• _Texto de estudo_
+++

Outra mudança prevista é a possibilidade de atualizar, na declaração, os valores de imóveis, mediante pagamento de uma alíquota de 5%. Atualmente, os proprietários declaram os imóveis pelo valor original de compra. Em caso de venda, precisam pagar entre 15% e 22,5% sobre o eventual ganho com a valorização do bem (ganho de capital).
O IR das empresas também vai diminuir, caso o projeto seja aprovado. A alíquota passaria dos atuais 15% para 12,5%, em 2022, e para 10% em 2023. Segundo Malaquias, a medida implicará perda de receita de R$ 18,52 bilhões em 2022; de R$ 39,2 bilhões, em 2023; e de R$ 41,53 bilhões em 2024.
Investimentos
De acordo com os cálculos do governo, a perda de arrecadação com as alterações no IRPF e IRPJ será coberta pela tributação de dividendos — parte dos lucros de empresas distribuída aos acionistas —, que deixaram de ser tributados em 1996. O projeto prevê que os dividendos passem a ser tributados com alíquota de 20% na fonte. Segundo Malaquias, a receita com a nova tributação será de R$ 18,5 bilhões, em 2022; de R$ 54,9 bilhões, em 2023; e de R$ 58,16 bilhões em 2024.

+++

• _Dados_

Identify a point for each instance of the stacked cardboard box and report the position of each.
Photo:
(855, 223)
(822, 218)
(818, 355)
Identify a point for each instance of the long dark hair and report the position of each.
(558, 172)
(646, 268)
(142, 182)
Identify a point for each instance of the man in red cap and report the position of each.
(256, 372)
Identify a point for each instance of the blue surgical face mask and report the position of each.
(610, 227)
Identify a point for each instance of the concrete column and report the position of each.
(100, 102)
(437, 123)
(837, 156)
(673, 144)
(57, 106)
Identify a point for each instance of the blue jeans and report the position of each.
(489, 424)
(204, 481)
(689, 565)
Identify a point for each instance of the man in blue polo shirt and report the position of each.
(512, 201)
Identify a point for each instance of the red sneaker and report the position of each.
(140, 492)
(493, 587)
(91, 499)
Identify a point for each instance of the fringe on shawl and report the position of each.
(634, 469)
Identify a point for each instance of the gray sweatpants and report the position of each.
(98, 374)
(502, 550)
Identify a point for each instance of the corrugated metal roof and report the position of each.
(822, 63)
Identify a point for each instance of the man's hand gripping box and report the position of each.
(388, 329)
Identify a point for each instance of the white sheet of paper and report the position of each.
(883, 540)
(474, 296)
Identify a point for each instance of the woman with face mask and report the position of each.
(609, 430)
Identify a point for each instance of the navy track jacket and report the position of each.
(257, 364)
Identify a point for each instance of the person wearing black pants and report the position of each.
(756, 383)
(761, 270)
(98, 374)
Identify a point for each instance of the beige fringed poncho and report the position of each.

+++

• _Tarefas do exercício_
1) Responda, com base no texto sobre as mudanças no Imposto de Renda:
(a) Que alíquota seria paga para atualizar na declaração o valor dos imóveis?
(b) Qual seria a alíquota do IR das empresas em 2023?
(c) Em que ano os dividendos deixaram de ser tributados?
2) Retome o texto sobre as mudanças no Imposto de Renda e continue-o a partir da última frase.

• _Respostas por tarefa_
1)
(a) 5%.
(b) 10%.
(c) Em 1996.

2)
Além disso, a proposta unifica em 15% a alíquota cobrada sobre a maioria das aplicações financeiras, como fundos de investimentos e ativos de renda fixa, independentemente do período em que o dinheiro fica investido. Hoje a tributação varia entre 22,5% e 15%, dependendo do tempo de aplicação — quanto maior o prazo, menor o imposto.
Em outra mudança que desagradou o mercado financeiro, o projeto acabou com a isenção dos rendimentos pagos aos cotistas dos Fundos de Investimento Imobiliário (FIIs), que também passarão a ser taxados em 15%, caso o texto seja ratificado pelo Congresso. A proposta, no entanto, mantém a isenção do IRPF para os rendimentos pagos por Letras de Crédito Imobiliário (LCI) e Letras de Crédito Agrícola (LCA). Técnicos do Ministério da Economia negaram pressões da bancada ruralista e justificaram a medida como resultado de uma “análise de cenário e da pandemia”.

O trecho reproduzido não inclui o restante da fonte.